■ Provided text ■
:::::

# DAP Sealant [Alex Ultra 230] Safe?



## craven (Mar 12, 2011)

First of all is it safe for a Great Stuff Background, this stuff, then coco-fiber mushed on top?

Second, if it is safe, does it work just as well as GE Silicone II? I was in hardware store and this stuff was $4/tube. GE Silicone was pushing $7/tube.

DAP® ALEX Ultra® 230 Premium Indoor/Outdoor Sealant with MICROBAN® Antimicrobial Product Protection


----------



## Pumilo (Sep 4, 2010)

Absolutely not. It's not even silicone.


----------



## froggymike (Jan 11, 2010)

I agree that you are not able to use that caulk. You must use 100% pure silicone.


----------



## craven (Mar 12, 2011)

Thank you folks. Returning it tomorrow.


----------



## Pumilo (Sep 4, 2010)

:::::

■ Given material ■
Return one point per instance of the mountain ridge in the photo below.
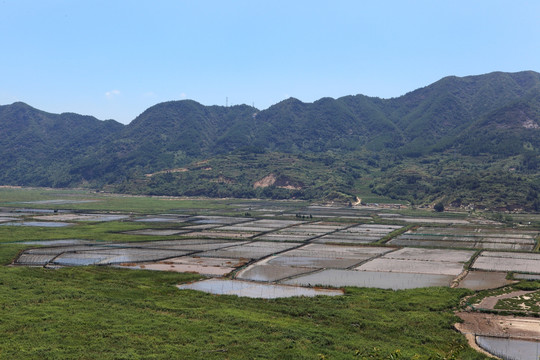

:::::

■ Challenge A ■
In the sealant forum thread, what kind of silicone does froggymike say must be used?
■ Challenge B ■
Extract the part of the sealant forum thread starting with "DAP® ALEX Ultra®" and going on through "not even silicone.".
The lines play no part in what you need to do here.

■ Written response A ■
100% pure silicone.

■ Written response B ■
DAP® ALEX Ultra® 230 Premium Indoor/Outdoor Sealant with MICROBAN® Antimicrobial Product Protection


----------



## Pumilo (Sep 4, 2010)

Absolutely not. It's not even silicone.